Source =
The noble Earl said: My Lords, I believe that the Minister is in no doubt that, in common with other noble Lords on this side of the House, I was considerably distressed by her reply to Amendment No. 68. I do not believe there can be any doubt in other quarters of the House of my dislike of racketeers. But my dislike goes further. I dislike the bankrupting of businesses, the creation of unemployment and the increase in racial discrimination.

As I dislike all those factors, I feel, when considering Clause 8, I should attempt to strike a balance as regards how many of them are involved as well as how much I dislike them. In other words, I must try to strike a balance as to whether Clause 8 is likely to create a worse mischief than the one it prevents. That is a stiff test, and I am not certain that the clause passes it.

The noble Lord, Lord McIntosh of Haringey, dwelt eloquently and powerfully from experience, as did my noble friend Lord Thurso, on the burdens that the clause places on business. If I do not develop that line further, it is not because I do not care about it; it is because the points have already been well made and I need only say that I agree with them.

To my great regret I returned to the Chamber about a minute too late to take part in the debate on Amendment No. 68. Therefore, I take leave to say that one reason why the provisions will be more burdensome on small businesses than on others is that, very commonly, those businesses do not have someone working separately who is in charge of the office and who deals with the paperwork.

Record excerpts =
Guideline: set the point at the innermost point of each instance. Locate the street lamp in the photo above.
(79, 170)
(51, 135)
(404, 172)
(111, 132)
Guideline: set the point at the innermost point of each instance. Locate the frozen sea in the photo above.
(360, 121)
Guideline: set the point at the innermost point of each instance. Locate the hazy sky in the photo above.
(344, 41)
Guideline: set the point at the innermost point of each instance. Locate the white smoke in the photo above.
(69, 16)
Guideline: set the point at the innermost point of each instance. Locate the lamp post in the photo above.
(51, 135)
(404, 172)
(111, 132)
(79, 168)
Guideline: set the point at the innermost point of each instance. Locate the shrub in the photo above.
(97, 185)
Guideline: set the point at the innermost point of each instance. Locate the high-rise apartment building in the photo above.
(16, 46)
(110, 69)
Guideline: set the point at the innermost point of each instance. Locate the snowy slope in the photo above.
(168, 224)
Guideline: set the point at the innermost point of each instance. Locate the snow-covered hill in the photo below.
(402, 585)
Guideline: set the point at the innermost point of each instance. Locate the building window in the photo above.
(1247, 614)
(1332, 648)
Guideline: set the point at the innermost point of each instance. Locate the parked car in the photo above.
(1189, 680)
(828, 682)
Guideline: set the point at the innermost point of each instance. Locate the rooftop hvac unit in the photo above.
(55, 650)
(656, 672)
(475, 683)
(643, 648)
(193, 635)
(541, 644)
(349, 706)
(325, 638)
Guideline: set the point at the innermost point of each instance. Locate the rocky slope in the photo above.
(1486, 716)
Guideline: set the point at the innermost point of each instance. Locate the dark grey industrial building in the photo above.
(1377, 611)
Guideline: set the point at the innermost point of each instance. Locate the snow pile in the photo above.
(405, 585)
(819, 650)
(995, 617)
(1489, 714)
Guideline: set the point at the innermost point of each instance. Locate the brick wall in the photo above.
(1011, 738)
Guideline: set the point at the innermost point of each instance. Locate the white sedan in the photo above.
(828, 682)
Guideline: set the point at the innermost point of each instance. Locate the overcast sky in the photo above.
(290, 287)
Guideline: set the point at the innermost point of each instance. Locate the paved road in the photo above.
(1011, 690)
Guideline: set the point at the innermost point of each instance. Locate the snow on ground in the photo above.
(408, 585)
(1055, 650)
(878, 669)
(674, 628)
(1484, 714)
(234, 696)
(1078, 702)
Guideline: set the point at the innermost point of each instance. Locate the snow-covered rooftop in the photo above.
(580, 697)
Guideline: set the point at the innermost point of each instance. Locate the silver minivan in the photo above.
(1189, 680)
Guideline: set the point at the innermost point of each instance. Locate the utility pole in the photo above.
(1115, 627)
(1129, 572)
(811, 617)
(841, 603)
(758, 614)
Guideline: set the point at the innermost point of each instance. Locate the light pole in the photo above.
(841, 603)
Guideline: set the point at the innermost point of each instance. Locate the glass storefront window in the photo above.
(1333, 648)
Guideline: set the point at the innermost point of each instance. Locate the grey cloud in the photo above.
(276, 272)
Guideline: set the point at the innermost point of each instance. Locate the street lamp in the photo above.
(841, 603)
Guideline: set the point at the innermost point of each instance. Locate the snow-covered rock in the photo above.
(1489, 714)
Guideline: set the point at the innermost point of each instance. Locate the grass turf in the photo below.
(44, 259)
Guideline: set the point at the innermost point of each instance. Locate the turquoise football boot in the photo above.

Requirements =
Please copy the Clause 8 speech above from "As I dislike" to "agree with them.".

Task result =
As I dislike all those factors, I feel, when considering Clause 8, I should attempt to strike a balance as regards how many of them are involved as well as how much I dislike them. In other words, I must try to strike a balance as to whether Clause 8 is likely to create a worse mischief than the one it prevents. That is a stiff test, and I am not certain that the clause passes it.

The noble Lord, Lord McIntosh of Haringey, dwelt eloquently and powerfully from experience, as did my noble friend Lord Thurso, on the burdens that the clause places on business. If I do not develop that line further, it is not because I do not care about it; it is because the points have already been well made and I need only say that I agree with them.